# Given text

"""

You can't help but feel enraged after seeing this. I think the directors tried to be fair and unbiased in retelling the story of Jim & Tammy's rise from young, enthusiastic Christians to older, ambitious Televangelists. There are several scenes of Tammy clicking her long garish fingernails against her typewriter keyboard, composing letters to her old foes Jessica Hahn and Jerry Falwell asking them to be interviewed for this movie. Sadly, they all declined. Even people who were supposedly "old friends" of Tammy declined to be interviewed...

So, yes, obviously, the movie builds a huge sympathy for Tammy. Honestly, after seeing this movie, I just wanted to send her a huge bouquet of flowers. I mean, really! The movie paints such a sad portrait of Tammy, you just want to give the girl a hug. There are scenes of Tammy reading her painfully-adolescent poetry, lines of loneliness and verses of pain. There's a scene where Tammy is pitching ideas for television shows to a hipster producer, these lame ideas that just make you groan, but she believes in them so deeply! And in yet another scene, she finally confronts a journalist who won a Pulitzer Prize for his work on the whole PTL scandal. And despite her pain and hurt, when he asks her to autograph the very book detailing the unraveling of her work and marriage, she cheerfully smiles and signs away!

"""

# Extracted entries
"""

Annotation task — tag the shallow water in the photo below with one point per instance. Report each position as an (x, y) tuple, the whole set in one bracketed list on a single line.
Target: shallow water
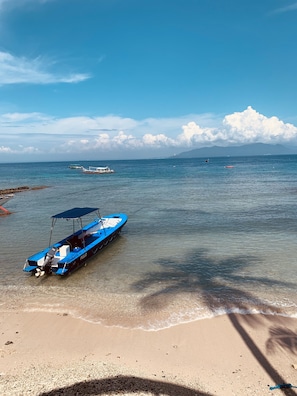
[(201, 239)]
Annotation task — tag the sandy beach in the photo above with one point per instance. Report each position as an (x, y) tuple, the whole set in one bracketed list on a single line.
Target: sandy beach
[(55, 354)]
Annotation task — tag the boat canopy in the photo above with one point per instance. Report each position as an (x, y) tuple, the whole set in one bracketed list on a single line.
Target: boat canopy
[(74, 213)]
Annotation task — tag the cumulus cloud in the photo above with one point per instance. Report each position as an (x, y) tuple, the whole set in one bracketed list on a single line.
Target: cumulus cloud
[(288, 8), (16, 70), (115, 135)]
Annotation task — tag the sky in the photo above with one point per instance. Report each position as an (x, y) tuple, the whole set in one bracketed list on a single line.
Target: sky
[(132, 79)]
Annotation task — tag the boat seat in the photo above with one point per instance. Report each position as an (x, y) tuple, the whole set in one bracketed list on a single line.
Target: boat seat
[(64, 251)]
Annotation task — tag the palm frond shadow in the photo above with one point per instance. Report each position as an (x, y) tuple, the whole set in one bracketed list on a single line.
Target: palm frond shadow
[(210, 279), (283, 338), (123, 385)]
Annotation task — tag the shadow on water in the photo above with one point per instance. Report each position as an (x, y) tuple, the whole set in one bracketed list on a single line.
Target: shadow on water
[(123, 385), (211, 279)]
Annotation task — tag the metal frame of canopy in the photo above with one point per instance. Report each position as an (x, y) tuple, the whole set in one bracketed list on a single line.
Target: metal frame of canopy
[(72, 214)]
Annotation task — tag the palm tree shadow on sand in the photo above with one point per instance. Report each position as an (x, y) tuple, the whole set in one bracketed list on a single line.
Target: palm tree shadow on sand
[(123, 385), (210, 279)]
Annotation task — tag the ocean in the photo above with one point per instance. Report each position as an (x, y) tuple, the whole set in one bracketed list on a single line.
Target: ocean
[(201, 240)]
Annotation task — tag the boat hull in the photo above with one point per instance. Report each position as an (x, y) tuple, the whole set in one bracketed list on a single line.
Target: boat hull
[(72, 253)]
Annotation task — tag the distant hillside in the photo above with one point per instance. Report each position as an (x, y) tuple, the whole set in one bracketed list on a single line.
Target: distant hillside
[(238, 151)]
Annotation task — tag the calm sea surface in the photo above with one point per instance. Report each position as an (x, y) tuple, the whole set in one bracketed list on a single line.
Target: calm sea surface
[(201, 239)]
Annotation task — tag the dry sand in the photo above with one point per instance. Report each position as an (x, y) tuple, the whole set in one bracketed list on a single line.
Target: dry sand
[(55, 354)]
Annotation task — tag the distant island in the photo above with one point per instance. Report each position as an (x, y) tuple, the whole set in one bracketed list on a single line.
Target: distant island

"""

# Task set
a: In the records, copy out word for word the stretch from the line containing "Annotation task — tag the metal" through the line containing "[(72, 214)]", including both of those lines.
b: Carry on the movie review from the point where it stops.
The movie review and the records are unrelated pieces of material.

# Expected responses
a:
Annotation task — tag the metal frame of canopy in the photo above with one point per instance. Report each position as an (x, y) tuple, the whole set in one bracketed list on a single line.
Target: metal frame of canopy
[(72, 214)]

b:
One thing that kind-of bothered me about the film was that I felt it kind-of teetered between being a serious documentary and being kitschy. The introductions into the different chapters of the story are brought to you by two goofy, giggly puppets. Now, Mike and I are totally pro-puppet, but it just seemed a little unnecessary to me. Like they were just trying too hard to be "campy," like, "Oh, let's appeal to the gay community by getting RuPaul to narrate and using kitschy puppets..." That's fine if they wanted to go in that direction, but like I said, they seemed to teeter between the two.

Not that it would have been a bad thing to go in the kitsch direction! Tammy Faye is probably one of the first famous Televangelists to reach out to the gay community, interviewing a man with AIDS on the PTL network way back in the early 80's. And when you begin to doubt this woman's integrity, wondering if the film is just painting her in an overly-sympathetic way, I think watching this scene will remove any doubt of credibility for this woman! I mean, back in the early 80's, people thought you could catch AIDS from kissing or using a public toilet...I think it shows amazing integrity. : )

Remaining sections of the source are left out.